TASK INSTRUCTIONS
1. Translate this sentence from the article on the Books Are My Bag campaign into Spanish: "The London Book Fair launch was met with praise from across the industry, with support from the Society of Authors and publishers alike."
2. Resume the article on the Books Are My Bag campaign after its final sentence, keeping its tone.

EXCERPTED TEXT
▶

If the internet has proven anything, it’s that if someone famous does something, normos (everyone who is non-famous) will also do it in a misjudged attempt to be famous. That, and the fact there’s no such thing as private messages. Both these lessons came to the fore last week in the aftermath of the London Book Fair, where the Bookseller Association announced the advent of the Books Are My Bag campaign (a high street campaign to make reading seem even cooler than it already is with branded merchandise), and Tom Tivnan from The Bookseller sent an incredibly acerbic email to a photographer that was subsequently forwarded to the inbox of pretty much everyone in the trade.
Books Are My Bag was the brain child of former Booksellers Association president Jane Streeter and Random House chair and chief executive Gail Rebuck in collaboration with M&C Saatchi, and is intended to ‘crystallize and strengthen the link between a passion for books and bookshops’ in a time when the high street is arguably struggling. Bookshops from all around the country will be asked to be involved, chains and independents alike, in a celebration of what they uniquely bring to the book buying experience.
The London Book Fair launch was met with praise from across the industry, with support from the Society of Authors and publishers alike. Visitors to LBF were asked to sign a wall telling people their favourite bookshop, and all authors attending were snapped with a picture of the main public-facing element of the campaign – a tote bag with the words ‘BOOKS ARE MY BAG’ printed on the side in orange.
It’s an interesting thing that the trade can rally behind a campaign that is so obviously intended to put the high street front and center in the consumer’s mind, and that it can gain so much support from people who would be hard pressed to be able to do the same promotion for any of the bookshops individually without it possibly affecting their relationships with other retailers. It highlights a divide in the sort of relationship various parts of the industry fosters with high street retailers versus their online counterparts. Though less aggressive than a price check app, this is arguably promoting one at the expense of the other.

◀

Natural-language descriptions of regions:
▶

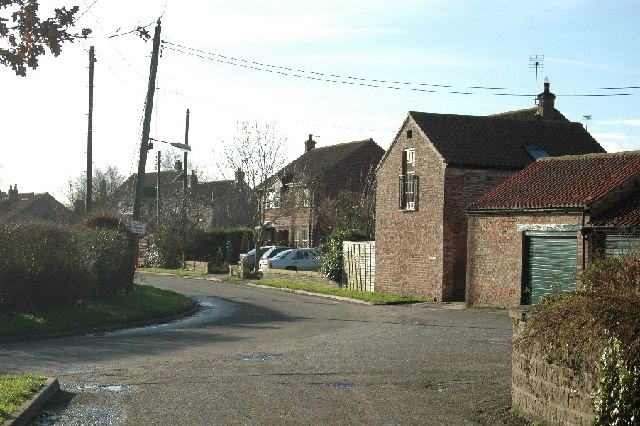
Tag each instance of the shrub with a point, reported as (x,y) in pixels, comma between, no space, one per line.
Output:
(597,326)
(40,267)
(332,260)
(46,265)
(109,260)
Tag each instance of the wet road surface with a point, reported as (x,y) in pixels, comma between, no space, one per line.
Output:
(254,356)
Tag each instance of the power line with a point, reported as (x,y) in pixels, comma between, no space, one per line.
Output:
(359,81)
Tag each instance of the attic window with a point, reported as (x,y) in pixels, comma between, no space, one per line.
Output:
(536,152)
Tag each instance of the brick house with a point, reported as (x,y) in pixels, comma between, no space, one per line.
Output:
(222,204)
(437,165)
(532,233)
(296,192)
(27,206)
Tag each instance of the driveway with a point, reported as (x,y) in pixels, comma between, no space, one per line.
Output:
(257,356)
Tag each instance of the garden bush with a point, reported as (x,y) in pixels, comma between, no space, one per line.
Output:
(597,327)
(46,265)
(40,267)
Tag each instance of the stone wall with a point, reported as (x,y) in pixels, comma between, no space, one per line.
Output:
(555,394)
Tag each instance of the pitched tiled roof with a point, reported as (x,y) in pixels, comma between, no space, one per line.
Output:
(529,114)
(624,215)
(317,161)
(31,206)
(562,182)
(493,142)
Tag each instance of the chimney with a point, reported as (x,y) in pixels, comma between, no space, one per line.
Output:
(309,144)
(193,179)
(546,102)
(239,176)
(13,193)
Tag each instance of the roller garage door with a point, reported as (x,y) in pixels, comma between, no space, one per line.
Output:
(550,262)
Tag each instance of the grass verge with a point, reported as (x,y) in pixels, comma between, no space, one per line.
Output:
(185,273)
(366,296)
(15,390)
(142,303)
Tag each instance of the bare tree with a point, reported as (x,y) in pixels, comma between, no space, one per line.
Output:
(105,198)
(26,36)
(258,152)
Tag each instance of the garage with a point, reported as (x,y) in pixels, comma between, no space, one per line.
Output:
(550,264)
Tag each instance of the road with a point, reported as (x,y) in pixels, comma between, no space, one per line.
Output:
(255,356)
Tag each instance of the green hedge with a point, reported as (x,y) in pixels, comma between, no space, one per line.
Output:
(45,265)
(220,247)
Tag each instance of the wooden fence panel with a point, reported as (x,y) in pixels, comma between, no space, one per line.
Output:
(359,264)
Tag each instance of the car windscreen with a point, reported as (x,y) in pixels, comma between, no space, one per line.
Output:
(282,254)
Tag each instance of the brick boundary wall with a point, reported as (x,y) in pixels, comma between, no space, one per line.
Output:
(310,277)
(555,394)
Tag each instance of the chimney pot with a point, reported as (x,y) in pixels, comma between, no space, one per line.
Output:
(309,144)
(546,102)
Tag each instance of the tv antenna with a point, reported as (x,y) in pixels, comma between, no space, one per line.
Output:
(536,62)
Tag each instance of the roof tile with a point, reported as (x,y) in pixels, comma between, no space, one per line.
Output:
(568,181)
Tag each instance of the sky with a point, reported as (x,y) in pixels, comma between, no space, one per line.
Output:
(342,70)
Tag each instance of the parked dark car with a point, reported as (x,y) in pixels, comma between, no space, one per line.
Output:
(266,252)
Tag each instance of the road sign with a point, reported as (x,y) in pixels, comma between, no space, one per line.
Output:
(138,227)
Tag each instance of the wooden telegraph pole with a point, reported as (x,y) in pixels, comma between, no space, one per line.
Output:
(186,142)
(144,146)
(89,195)
(146,125)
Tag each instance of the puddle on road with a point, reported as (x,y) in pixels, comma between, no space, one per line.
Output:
(256,357)
(338,385)
(95,388)
(85,415)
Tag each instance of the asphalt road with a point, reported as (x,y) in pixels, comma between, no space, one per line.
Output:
(255,356)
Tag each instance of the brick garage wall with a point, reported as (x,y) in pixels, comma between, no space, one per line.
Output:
(463,186)
(409,243)
(552,393)
(494,255)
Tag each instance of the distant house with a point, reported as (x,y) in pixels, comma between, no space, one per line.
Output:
(21,207)
(531,234)
(225,203)
(232,202)
(439,164)
(296,192)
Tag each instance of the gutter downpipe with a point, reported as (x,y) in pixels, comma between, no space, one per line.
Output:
(583,232)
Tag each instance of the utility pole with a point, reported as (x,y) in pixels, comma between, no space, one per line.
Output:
(158,191)
(186,142)
(146,125)
(144,147)
(89,195)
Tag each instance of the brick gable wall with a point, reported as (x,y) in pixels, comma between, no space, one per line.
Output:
(462,187)
(409,243)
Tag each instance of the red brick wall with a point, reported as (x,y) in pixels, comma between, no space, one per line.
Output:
(495,248)
(409,243)
(462,187)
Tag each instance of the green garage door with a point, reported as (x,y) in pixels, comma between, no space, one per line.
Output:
(550,263)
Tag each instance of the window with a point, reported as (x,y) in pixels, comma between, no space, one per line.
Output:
(273,199)
(301,238)
(408,182)
(536,152)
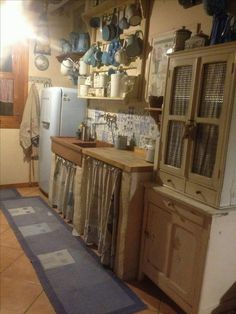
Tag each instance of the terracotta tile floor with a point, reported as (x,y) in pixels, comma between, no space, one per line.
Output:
(21,291)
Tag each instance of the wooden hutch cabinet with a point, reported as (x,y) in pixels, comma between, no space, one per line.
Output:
(189,222)
(197,130)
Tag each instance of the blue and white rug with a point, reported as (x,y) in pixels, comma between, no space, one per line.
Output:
(72,276)
(6,194)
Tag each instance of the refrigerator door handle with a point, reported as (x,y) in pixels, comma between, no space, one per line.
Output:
(46,124)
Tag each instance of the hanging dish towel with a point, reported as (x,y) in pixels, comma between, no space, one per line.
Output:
(29,128)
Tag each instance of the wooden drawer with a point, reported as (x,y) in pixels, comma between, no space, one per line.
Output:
(67,153)
(171,181)
(177,207)
(201,193)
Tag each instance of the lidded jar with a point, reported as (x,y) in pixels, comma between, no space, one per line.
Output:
(181,35)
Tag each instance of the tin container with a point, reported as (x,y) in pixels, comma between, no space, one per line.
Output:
(181,35)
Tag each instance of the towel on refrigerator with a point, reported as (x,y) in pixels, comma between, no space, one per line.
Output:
(29,128)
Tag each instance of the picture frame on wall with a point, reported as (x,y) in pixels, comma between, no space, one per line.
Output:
(161,46)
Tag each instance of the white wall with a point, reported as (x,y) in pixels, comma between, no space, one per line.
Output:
(167,16)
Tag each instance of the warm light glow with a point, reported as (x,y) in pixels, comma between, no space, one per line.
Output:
(14,27)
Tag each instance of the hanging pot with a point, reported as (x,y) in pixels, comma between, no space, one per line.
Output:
(109,31)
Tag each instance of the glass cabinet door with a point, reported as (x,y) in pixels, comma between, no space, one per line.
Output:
(177,112)
(206,144)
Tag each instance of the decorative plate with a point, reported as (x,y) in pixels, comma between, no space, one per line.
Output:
(41,62)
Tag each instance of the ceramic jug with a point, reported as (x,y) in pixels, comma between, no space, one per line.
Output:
(83,42)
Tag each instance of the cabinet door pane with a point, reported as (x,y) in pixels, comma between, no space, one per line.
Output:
(181,90)
(174,151)
(5,58)
(6,97)
(212,90)
(205,149)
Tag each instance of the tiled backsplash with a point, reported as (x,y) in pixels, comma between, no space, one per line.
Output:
(129,122)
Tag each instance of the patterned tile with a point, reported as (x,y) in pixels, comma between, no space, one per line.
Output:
(21,211)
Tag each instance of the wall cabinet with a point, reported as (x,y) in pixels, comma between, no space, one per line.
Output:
(187,250)
(198,124)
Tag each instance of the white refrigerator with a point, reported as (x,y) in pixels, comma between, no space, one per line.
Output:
(61,114)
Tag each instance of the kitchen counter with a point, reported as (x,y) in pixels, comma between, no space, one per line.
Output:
(135,173)
(72,149)
(125,160)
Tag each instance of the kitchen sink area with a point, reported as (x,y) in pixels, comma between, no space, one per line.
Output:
(134,171)
(70,148)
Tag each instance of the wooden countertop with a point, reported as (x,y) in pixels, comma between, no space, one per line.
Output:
(126,160)
(68,148)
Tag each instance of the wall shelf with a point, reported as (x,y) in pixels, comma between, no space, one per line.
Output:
(153,109)
(75,56)
(155,113)
(103,98)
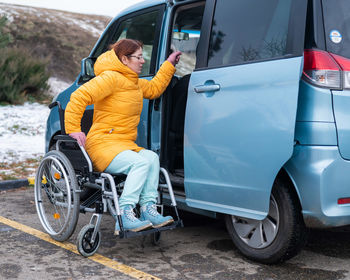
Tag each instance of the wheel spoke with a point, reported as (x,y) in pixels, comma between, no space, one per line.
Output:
(257,239)
(270,229)
(256,233)
(244,230)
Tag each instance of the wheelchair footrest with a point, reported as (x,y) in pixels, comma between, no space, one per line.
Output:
(128,233)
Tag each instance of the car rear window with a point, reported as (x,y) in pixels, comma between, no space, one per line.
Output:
(337,26)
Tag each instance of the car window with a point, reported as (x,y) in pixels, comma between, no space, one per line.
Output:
(337,26)
(185,36)
(246,31)
(144,27)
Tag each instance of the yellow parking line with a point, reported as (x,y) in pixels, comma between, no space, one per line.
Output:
(70,247)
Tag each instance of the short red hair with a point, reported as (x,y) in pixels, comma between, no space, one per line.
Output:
(126,47)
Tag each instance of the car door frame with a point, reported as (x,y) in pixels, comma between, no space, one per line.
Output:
(294,48)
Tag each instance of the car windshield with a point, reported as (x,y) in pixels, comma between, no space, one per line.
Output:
(337,26)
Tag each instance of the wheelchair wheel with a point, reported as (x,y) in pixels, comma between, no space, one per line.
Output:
(85,247)
(56,197)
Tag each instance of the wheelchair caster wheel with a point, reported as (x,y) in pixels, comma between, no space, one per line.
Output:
(156,238)
(85,247)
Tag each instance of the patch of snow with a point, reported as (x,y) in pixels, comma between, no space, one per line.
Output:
(57,86)
(22,130)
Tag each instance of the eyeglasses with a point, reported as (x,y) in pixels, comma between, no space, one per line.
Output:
(138,57)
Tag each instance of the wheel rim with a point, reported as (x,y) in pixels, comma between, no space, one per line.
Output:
(86,244)
(258,234)
(53,198)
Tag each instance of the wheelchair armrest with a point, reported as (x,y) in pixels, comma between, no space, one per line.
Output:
(64,138)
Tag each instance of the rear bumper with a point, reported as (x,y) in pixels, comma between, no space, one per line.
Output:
(321,176)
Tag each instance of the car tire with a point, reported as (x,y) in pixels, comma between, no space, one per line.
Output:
(278,237)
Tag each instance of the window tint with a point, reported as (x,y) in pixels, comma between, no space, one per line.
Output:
(337,26)
(247,30)
(185,36)
(144,27)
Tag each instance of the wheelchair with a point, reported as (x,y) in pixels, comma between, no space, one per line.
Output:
(66,185)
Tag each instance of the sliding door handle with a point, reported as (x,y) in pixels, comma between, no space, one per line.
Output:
(206,88)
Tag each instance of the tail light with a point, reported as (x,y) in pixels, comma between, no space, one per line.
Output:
(344,64)
(321,69)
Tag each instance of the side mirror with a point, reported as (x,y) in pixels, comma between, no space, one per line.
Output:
(87,69)
(181,36)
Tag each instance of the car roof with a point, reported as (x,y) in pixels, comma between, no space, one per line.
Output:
(139,6)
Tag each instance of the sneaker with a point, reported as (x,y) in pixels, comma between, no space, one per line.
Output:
(149,212)
(130,222)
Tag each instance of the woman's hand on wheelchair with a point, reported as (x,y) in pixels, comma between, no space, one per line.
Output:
(80,137)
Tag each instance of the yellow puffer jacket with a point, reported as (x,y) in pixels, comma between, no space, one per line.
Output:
(117,94)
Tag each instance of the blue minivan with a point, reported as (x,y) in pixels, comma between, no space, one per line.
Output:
(255,125)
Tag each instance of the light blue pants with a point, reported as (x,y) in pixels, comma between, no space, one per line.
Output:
(142,179)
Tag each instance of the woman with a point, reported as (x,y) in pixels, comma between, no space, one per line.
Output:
(117,94)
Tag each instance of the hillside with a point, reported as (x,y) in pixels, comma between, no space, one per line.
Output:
(64,38)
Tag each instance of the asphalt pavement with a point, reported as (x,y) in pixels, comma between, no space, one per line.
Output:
(200,250)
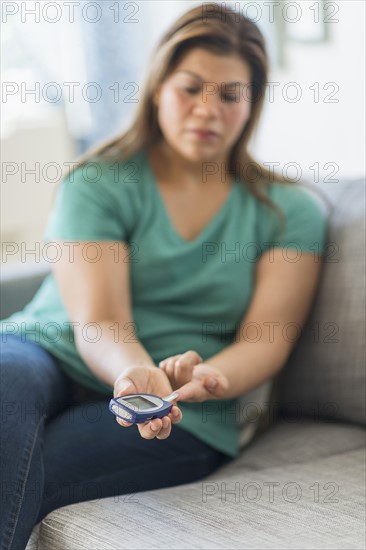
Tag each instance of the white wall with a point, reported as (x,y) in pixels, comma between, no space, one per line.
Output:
(304,133)
(307,132)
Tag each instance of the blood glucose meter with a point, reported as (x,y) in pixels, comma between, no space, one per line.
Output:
(140,407)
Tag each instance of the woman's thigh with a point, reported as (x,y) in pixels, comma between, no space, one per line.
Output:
(88,456)
(32,384)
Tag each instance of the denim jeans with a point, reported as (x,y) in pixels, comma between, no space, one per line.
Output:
(61,445)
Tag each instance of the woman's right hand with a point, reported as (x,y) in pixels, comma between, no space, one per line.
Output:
(148,380)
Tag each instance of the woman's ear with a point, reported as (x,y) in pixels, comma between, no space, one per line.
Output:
(156,96)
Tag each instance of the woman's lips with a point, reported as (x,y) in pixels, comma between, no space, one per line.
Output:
(204,134)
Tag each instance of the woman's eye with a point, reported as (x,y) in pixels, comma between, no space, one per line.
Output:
(230,98)
(191,90)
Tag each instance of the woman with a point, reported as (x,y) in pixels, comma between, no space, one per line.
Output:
(177,253)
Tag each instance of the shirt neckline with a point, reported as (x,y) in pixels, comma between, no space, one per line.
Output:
(208,227)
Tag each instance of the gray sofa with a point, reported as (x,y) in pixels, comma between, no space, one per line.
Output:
(301,482)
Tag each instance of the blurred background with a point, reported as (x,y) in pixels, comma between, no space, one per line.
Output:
(71,74)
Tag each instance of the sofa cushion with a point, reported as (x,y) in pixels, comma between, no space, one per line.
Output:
(325,375)
(303,505)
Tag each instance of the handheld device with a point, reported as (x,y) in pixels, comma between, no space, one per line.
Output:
(140,407)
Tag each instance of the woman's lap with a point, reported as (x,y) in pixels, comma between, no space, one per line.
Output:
(121,462)
(59,452)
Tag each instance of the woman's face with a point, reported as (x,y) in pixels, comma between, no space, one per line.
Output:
(204,105)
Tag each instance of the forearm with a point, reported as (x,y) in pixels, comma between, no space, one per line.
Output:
(249,364)
(116,349)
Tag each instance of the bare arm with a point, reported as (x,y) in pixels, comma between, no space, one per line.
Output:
(282,299)
(99,293)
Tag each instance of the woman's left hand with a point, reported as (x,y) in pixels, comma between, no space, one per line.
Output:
(194,380)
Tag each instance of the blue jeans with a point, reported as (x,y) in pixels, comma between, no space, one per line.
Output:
(61,445)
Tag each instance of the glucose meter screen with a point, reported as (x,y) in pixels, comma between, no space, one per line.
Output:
(140,402)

◀

RESULTS FOR THE EXERCISE
1. El lanzamiento en la Feria del Libro de Londres fue recibido con elogios de toda la industria, con el apoyo tanto de la Society of Authors como de las editoriales.

2.
The fact that there’s no response from Amazon to this sort of promotion, no calling of unfair advantage in working with authors, no complaining of publisher bias, shows how little their model is dependent on the success or failure of everyone else apparently working in the same industry. And really, more than declining physical sales, perhaps the high street should be worried about that.
The campaign will launch to consumers on September 14th. In the meantime, publishers and bookshops are being encouraged to get their pap on, snapping pictures of celebrities sporting the bag to be released to the public later in the year.
The email is really side note to the main event, though I bring it up because it’s a great example of both how small the industry is, and how much the internet can turn a potentially bad idea into a really good one. From it, Dan Franklin of Random House spawned #cockhats, the email went viral, and Tom Tivnan gained over 300 twitter followers in one day. Massive success. I wonder if we shouldn’t just turf any ideas for a formal PR campaign and go out big to the consumer with a ‘#cockhats of publishing’ campaign, releasing all our private emails and letting them decide who is the biggest jerkball in the industry.